◆ **TRY IT**
Copy out, word for word, the passage below on Justice Scalia and the right to vote.

◆ **EXCERPTED TEXT**
————————

The words of Justice Scalia still sting to people of common sense and decency. More than week after labeling the right to vote as a racial entitlement, many in the country are still left to wonder if this Court can help prepare us for the next century. If it can't recognize its own racial firebombs it cannot be aware of the threat that exclusion continuously poses to the dream of democracy.

Justice Scalia and others assert a viewpoint that our modern world has long erased the impacts of slavery, poll taxes, and Jim Crow segregation. Those times in our history were not the oddities of a particular cultural period, they were manifestations of power players vying for economic and political power. That game is far from over.

————————

◆ **ENTRIES SHOWN**
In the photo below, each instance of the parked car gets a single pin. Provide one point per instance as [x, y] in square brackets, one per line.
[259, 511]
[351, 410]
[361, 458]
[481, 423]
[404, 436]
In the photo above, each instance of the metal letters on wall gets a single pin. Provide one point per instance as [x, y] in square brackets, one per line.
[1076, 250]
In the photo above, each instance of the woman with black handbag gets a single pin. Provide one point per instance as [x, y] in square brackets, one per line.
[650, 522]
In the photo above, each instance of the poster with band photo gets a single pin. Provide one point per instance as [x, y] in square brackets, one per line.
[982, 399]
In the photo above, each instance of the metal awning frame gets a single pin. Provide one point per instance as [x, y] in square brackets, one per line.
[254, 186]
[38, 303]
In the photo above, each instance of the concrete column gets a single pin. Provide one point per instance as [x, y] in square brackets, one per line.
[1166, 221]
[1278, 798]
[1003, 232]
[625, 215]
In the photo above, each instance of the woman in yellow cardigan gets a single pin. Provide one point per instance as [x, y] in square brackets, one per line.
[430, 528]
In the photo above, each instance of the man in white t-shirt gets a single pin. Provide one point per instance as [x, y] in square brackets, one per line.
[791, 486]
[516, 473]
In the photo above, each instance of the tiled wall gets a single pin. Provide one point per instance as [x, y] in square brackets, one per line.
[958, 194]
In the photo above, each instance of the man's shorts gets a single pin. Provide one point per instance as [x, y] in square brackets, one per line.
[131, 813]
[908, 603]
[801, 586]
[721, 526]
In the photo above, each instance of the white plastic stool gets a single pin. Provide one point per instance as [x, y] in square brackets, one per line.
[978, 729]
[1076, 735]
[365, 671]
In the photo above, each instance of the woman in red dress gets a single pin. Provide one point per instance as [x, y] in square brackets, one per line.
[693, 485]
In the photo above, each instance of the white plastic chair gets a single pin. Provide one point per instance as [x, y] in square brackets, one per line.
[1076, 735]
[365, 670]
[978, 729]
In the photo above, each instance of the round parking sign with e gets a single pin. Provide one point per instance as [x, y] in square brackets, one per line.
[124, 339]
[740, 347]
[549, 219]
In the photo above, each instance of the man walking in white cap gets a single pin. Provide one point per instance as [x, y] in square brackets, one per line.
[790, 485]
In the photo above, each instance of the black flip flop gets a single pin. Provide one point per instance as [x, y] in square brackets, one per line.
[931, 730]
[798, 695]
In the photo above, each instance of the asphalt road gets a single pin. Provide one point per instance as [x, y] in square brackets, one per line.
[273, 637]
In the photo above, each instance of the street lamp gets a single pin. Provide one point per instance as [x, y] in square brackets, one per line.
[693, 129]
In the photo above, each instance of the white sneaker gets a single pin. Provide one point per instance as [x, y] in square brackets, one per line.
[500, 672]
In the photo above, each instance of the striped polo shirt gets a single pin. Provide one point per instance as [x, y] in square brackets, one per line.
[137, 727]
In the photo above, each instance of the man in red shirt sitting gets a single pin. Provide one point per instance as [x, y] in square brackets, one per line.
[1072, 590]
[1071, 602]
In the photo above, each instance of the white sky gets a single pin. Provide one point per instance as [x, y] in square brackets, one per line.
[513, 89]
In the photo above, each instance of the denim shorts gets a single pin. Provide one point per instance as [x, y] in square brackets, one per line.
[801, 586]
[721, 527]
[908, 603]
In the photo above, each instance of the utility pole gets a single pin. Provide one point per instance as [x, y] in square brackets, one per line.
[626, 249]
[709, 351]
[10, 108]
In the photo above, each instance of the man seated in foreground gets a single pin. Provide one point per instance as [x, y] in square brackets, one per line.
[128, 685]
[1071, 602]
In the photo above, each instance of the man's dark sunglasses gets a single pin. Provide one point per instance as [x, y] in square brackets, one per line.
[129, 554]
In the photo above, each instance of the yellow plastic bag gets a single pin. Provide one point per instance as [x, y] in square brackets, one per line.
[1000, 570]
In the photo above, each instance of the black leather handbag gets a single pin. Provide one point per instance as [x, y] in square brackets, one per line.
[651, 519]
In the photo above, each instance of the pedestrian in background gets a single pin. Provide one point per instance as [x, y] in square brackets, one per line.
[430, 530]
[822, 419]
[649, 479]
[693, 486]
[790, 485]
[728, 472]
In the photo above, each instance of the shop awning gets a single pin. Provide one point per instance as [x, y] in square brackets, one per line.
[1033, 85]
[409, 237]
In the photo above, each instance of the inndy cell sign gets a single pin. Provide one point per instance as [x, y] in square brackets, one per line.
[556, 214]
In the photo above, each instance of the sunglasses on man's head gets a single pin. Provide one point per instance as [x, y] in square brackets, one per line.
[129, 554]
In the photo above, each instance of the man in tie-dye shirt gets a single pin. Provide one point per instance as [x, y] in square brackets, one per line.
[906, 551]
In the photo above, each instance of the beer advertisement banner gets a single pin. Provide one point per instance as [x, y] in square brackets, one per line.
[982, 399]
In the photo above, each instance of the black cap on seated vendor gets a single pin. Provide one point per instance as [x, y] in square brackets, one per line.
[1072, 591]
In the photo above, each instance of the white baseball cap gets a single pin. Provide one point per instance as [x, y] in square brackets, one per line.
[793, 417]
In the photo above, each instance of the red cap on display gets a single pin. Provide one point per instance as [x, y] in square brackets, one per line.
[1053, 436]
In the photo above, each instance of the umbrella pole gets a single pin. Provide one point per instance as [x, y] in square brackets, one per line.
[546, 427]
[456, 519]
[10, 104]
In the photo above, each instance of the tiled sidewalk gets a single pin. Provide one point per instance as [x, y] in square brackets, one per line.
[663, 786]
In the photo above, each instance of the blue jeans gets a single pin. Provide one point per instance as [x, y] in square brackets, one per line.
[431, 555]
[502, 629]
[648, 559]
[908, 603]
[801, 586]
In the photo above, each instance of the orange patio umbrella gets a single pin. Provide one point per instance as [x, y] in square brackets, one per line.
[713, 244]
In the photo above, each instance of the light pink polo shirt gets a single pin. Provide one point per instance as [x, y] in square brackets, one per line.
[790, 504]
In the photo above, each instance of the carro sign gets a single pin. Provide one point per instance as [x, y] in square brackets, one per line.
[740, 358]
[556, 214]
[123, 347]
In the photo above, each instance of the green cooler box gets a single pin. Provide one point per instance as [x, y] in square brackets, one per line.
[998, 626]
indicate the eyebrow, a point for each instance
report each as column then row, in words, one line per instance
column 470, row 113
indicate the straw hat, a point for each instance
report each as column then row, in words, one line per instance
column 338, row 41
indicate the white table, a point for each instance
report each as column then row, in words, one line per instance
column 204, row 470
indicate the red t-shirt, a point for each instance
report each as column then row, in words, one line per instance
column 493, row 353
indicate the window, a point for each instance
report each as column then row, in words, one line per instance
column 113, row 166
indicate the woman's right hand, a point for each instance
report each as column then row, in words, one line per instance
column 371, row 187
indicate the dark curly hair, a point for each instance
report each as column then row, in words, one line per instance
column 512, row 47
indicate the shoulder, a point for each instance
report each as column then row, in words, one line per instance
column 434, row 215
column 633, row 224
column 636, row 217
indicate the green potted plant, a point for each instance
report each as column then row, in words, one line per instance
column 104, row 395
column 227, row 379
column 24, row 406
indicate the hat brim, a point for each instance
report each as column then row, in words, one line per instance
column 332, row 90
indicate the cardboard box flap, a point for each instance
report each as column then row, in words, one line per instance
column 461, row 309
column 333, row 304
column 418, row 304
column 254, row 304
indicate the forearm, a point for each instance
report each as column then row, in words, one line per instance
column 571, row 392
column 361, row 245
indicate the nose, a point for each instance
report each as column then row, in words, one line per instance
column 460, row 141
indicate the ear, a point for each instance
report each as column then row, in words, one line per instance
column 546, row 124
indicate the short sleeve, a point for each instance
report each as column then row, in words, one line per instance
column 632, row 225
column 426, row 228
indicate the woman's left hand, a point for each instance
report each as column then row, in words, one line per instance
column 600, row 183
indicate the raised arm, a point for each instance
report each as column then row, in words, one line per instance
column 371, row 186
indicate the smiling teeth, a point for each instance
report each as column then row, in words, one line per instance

————————

◆ **RESULT**
The words of Justice Scalia still sting to people of common sense and decency. More than week after labeling the right to vote as a racial entitlement, many in the country are still left to wonder if this Court can help prepare us for the next century. If it can't recognize its own racial firebombs it cannot be aware of the threat that exclusion continuously poses to the dream of democracy.

Justice Scalia and others assert a viewpoint that our modern world has long erased the impacts of slavery, poll taxes, and Jim Crow segregation. Those times in our history were not the oddities of a particular cultural period, they were manifestations of power players vying for economic and political power. That game is far from over.